Reading text →
• • • •

Why It Matters
The Department of Veterans Affairs offers the majority of medical procedures known as gender-affirming care, including hormone therapy, prosthetics and hair removal. But veterans must seek surgeries outside of V.A. hospitals, where they have to rely on private health insurance coverage or pay the costs out of pocket.
Josie Caballero, the association’s acting president, said the cost could force veterans to settle for lower-quality care or delay care, heightening distress.
The National Center for Transgender Equality estimates there are more than 134,000 transgender veterans. In a V.A. survey of transgender and gender-nonconforming veterans conducted in 2022 and 2023, 78 percent of 6,600 respondents said they wanted gender-affirming surgeries. More than half said they had delayed or gone without treatment, and the majority cited cost as the reason.
V.A. doctors already perform procedures that would be considered gender-reaffirming surgeries. For example, a mastectomy would be covered in order to treat or prevent breast cancer, but the same procedure is not covered for a veteran experiencing gender dysphoria. An exception is made when revising or treating complications from surgeries that were done outside the V.A. system.

• • • •

Available data →
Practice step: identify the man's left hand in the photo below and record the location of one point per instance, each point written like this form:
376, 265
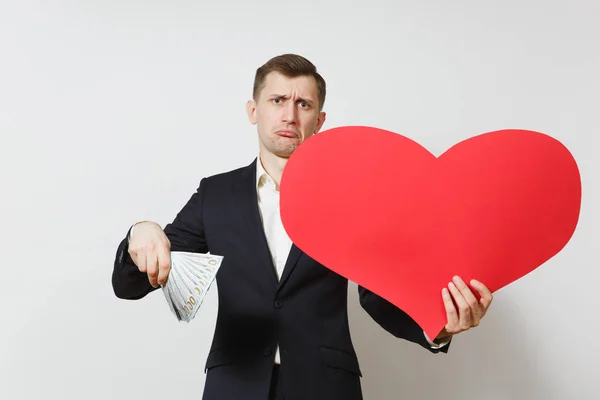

• • • •

Check your understanding →
a - In the text on gender-affirming care for veterans, how many transgender veterans does the National Center for Transgender Equality estimate there are?
b - Repeat, word for word, the passage of the text on gender-affirming care for veterans from "Josie Caballero, the" to "as the reason.".

Outputs in order →
a - More than 134,000.

b -
Josie Caballero, the association’s acting president, said the cost could force veterans to settle for lower-quality care or delay care, heightening distress.
The National Center for Transgender Equality estimates there are more than 134,000 transgender veterans. In a V.A. survey of transgender and gender-nonconforming veterans conducted in 2022 and 2023, 78 percent of 6,600 respondents said they wanted gender-affirming surgeries. More than half said they had delayed or gone without treatment, and the majority cited cost as the reason.